### Text
BEGIN

Yes. Which ties with this notion of being able to appoint an <other> to speak on behalf of <group of others with same defining characteristic>. It doesn't bear much examination "how the fuck can she speak on my behalf, or even think she can" etc.


----------



## sihhi (Oct 23, 2012)

revol68 said:


> I like Nina Power, she writes with a nice withering contempt, also has her feminists writings grounded in proper theory.


 
On a general level so do I, but she was really against students trying to reign in the U.L.U.'s (London university's student's union) capitalist excesses and money-wasting. Someone I know and respect told me they hated her so I dunno.


----------



## Random (Oct 23, 2012)

Vintage Paw said:


> I haven't read the book, but from that passage, I don't really see that she's talking about class in any meaningful way there. It sounds empty, vacuous, and really quite weird. I can't suss her tone about all this 'hot' thing. I really can't work out what she's going for there.

END

### Extracted material

BEGIN

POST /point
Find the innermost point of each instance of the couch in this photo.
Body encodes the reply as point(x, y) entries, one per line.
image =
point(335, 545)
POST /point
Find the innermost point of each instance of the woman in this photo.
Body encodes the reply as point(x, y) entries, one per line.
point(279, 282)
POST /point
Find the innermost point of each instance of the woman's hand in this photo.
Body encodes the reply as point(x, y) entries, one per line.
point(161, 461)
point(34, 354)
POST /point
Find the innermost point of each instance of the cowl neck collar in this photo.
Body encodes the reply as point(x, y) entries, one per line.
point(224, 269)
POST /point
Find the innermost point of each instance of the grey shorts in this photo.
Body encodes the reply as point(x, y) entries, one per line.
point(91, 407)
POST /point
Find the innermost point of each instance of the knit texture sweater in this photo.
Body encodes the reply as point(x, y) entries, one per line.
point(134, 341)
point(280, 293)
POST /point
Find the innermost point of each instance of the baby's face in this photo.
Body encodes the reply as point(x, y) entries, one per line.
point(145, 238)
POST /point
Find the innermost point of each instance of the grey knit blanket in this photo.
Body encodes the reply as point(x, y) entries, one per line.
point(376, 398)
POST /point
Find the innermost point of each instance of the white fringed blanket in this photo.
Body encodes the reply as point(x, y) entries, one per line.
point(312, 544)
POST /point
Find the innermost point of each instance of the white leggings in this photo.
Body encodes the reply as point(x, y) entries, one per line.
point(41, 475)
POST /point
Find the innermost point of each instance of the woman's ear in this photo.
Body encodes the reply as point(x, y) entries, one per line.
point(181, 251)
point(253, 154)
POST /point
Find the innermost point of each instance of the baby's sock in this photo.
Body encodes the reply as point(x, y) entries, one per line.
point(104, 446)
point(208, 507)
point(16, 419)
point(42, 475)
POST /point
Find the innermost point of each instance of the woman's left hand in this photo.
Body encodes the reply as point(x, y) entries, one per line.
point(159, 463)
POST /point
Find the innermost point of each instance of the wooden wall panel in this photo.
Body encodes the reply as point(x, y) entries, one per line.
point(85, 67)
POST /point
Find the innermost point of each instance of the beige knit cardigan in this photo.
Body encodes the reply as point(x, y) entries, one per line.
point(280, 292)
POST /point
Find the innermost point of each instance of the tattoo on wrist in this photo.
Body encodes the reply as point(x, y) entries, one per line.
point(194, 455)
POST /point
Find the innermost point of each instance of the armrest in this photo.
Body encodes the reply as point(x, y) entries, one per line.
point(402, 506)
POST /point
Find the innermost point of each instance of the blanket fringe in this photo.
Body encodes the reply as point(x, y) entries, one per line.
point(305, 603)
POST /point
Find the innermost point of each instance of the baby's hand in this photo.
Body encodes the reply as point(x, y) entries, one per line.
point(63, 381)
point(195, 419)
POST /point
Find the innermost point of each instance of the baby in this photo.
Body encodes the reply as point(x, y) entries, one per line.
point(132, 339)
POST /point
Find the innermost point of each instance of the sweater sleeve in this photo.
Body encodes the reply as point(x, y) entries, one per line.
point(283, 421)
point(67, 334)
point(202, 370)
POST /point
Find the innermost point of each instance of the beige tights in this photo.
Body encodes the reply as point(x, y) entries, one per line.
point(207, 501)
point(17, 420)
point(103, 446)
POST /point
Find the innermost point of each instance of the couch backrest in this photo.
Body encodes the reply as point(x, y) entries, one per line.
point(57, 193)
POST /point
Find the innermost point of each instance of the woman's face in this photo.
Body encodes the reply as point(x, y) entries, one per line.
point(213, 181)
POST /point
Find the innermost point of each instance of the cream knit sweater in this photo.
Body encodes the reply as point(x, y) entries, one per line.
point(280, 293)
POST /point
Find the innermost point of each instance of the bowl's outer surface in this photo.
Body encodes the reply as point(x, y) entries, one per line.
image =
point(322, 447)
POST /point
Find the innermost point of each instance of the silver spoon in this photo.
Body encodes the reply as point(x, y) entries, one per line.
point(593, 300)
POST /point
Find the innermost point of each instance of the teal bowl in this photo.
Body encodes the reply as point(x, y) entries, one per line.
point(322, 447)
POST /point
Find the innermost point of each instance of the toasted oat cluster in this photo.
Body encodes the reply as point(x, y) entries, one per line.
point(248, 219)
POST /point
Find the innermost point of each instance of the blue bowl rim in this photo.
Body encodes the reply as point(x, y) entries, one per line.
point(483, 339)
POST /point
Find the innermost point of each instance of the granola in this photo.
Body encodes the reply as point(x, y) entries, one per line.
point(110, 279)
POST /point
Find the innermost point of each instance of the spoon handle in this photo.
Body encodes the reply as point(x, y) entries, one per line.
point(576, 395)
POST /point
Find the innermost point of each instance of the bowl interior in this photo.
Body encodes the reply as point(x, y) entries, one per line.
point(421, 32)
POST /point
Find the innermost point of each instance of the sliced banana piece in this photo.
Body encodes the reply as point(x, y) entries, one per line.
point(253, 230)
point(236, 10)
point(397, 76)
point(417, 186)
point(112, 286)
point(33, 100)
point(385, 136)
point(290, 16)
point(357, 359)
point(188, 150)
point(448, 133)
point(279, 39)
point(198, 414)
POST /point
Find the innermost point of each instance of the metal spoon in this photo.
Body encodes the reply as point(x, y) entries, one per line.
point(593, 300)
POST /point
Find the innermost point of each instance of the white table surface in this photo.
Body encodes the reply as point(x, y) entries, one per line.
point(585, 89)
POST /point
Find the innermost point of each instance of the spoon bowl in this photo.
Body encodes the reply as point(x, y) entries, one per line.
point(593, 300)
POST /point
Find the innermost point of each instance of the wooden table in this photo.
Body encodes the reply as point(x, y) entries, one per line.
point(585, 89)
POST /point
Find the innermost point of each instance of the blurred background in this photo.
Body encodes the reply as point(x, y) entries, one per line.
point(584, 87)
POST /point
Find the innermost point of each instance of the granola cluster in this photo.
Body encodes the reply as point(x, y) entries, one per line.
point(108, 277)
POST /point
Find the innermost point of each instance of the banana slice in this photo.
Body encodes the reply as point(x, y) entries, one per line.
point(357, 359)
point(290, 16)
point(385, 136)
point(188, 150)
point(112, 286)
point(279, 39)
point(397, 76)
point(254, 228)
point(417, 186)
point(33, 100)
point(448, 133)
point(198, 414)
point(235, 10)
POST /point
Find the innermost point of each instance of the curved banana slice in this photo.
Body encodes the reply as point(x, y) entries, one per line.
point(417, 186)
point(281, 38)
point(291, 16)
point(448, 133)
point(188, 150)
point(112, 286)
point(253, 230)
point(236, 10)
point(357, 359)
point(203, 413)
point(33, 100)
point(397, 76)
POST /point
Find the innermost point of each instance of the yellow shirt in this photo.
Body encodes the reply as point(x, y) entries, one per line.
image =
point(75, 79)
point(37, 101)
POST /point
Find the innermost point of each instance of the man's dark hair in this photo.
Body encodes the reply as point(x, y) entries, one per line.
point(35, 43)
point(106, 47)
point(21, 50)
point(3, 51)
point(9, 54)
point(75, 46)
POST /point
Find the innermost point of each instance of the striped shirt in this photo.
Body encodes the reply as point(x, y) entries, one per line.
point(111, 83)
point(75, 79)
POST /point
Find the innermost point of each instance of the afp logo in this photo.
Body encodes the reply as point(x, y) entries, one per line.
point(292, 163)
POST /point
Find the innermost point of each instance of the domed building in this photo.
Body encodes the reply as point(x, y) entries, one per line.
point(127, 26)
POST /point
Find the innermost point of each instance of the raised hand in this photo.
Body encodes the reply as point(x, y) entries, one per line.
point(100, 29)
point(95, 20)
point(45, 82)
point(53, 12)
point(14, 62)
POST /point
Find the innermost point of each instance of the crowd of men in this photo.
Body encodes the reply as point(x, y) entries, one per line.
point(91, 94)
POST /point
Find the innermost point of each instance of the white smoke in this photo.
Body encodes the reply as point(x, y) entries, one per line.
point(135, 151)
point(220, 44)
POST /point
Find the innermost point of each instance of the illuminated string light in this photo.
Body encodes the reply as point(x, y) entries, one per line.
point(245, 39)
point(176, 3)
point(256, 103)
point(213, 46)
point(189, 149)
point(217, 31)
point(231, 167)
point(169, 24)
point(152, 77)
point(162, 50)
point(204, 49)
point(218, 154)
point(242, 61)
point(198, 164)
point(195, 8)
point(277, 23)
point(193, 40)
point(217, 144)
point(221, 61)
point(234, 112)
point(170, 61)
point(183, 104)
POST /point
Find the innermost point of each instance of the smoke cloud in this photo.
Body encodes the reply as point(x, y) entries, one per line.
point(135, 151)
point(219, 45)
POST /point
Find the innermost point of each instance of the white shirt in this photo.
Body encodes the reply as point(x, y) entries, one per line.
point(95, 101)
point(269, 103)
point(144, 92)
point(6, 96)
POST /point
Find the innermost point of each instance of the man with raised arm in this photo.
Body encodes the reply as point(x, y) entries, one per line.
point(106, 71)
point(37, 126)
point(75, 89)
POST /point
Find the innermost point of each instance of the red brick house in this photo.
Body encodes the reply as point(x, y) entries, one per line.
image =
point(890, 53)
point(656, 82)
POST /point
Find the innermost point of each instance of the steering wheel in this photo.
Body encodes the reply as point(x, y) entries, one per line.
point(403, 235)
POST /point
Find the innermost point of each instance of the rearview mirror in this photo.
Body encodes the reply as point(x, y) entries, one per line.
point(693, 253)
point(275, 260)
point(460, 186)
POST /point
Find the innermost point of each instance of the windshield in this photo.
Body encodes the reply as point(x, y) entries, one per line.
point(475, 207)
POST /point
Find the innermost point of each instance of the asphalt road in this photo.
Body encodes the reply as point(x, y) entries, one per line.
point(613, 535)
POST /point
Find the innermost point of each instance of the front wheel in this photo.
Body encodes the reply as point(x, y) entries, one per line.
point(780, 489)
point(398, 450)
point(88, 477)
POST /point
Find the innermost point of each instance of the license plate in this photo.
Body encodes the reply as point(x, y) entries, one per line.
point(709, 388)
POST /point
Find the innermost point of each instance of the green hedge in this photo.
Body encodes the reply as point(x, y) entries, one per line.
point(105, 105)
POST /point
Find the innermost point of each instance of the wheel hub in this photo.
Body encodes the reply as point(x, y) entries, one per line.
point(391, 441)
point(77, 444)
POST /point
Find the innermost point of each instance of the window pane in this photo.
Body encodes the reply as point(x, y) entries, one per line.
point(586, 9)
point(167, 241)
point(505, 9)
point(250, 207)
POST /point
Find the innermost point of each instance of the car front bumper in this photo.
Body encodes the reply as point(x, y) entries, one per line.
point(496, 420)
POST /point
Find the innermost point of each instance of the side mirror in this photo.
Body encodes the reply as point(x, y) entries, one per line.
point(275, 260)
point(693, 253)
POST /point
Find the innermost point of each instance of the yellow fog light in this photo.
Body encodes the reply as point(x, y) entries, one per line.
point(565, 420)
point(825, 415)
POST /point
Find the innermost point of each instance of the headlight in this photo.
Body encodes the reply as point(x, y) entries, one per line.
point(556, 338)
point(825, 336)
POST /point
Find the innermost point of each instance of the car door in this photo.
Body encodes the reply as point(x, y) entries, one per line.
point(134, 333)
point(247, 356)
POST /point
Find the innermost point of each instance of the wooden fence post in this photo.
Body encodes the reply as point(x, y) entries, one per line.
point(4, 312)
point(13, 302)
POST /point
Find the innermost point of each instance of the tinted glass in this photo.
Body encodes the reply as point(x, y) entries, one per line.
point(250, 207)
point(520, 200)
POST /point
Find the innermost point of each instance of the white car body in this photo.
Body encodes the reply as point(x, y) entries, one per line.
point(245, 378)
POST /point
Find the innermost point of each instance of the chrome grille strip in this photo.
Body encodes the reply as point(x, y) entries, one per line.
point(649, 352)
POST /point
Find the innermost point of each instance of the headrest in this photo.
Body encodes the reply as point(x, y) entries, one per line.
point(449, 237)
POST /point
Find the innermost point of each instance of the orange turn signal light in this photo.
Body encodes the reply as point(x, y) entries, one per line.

END

### Actions to take
#1 In the forum thread, what does sihhi say Nina Power was against?
#2 Please quote everything in the forum thread from "On a general" down to "Random (Oct 23, 2012)".

### Results for the exercise
#1 Students trying to reign in the U.L.U.'s (London university's student's union) capitalist excesses and money-wasting.

#2
On a general level so do I, but she was really against students trying to reign in the U.L.U.'s (London university's student's union) capitalist excesses and money-wasting. Someone I know and respect told me they hated her so I dunno.


----------



## Random (Oct 23, 2012)